_Assignment 1_. In the article on the proposed Farm Credit sale, rewrite the paragraph beginning "Any sale would have to be approved" as a short list that keeps its main facts.
_Assignment 2_.
Using the article on the proposed Farm Credit sale, decide whether each statement agrees with the text. Answer yes or no for each, quoting the words that settle it.
(a) The Farm Credit System's charter was revised in the late 1980s to let member associations leave the system.
(b) The Farm Credit System still has about 1,200 lending associations today.
(c) Opposition to the deal rests mainly on resentment toward Rabobank.
_Assignment 3_. According to the article on the proposed Farm Credit sale, in which city is Farm Credit Services of America based?

Proposed sale of Farm Credit
System lender to Dutch bank
ignites controversy
proposal to sell one of
the nation’s leading Farm
Credit System lenders to
a Dutch co-op bank has
sent a shockwave
throughout the nation’s farm co-op
and ag credit communities. “Can they
really do that?” has been the frequent
question asked ever since the proposed
sale of Omaha-based Farm Credit
Services of America (FCSA) to
Rabobank Group of the Netherlands
was announced at the end of July.
The charter of the Farm Credit
System was revised in the late 1980s so
that member associations can exit the
system. The law was approved when
there were about 1,200 farmer-owned
lending associations in the Farm
Credit System. Today, there are only
92 associations and the sale of one of
the biggest such lenders has raised a
number of policy questions.
Any sale would have to be approved
by a vote of FCSA’s 51,000 stockholder
members (mostly farmers and ranchers),
and would also need to be
reviewed and approved by the Farm
Credit Administration, the regulatory
board that oversees the 100 or so
banks and associations that comprise
the nation’s Farm Credit System.
Opposition to the deal, which
appears to be considerable, seems to be
based not so much on resentment
toward Rabobank, but rather toward
the very notion that a key component
of the Farm Credit System could be
sold to any foreign bank, and whether
that would ultimately lead to the
diminishment, or even the dissolution,
of the entire system.

_Data section_.

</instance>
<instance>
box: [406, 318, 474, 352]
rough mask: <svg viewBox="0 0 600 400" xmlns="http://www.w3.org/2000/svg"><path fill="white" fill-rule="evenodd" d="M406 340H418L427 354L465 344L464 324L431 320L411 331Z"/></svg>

_Answer space 1_.
- Any sale needs approval by a vote of FCSA's 51,000 stockholder members, who are mostly farmers and ranchers.
- It must also be reviewed and approved by the Farm Credit Administration.
- The Farm Credit Administration is the regulatory board overseeing the roughly 100 banks and associations in the Farm Credit System.

_Answer space 2_.
(a) Yes: "The charter of the Farm Credit System was revised in the late 1980s so that member associations can exit the system."
(b) No: "Today, there are only 92 associations"
(c) No: "based not so much on resentment toward Rabobank"

_Answer space 3_. Omaha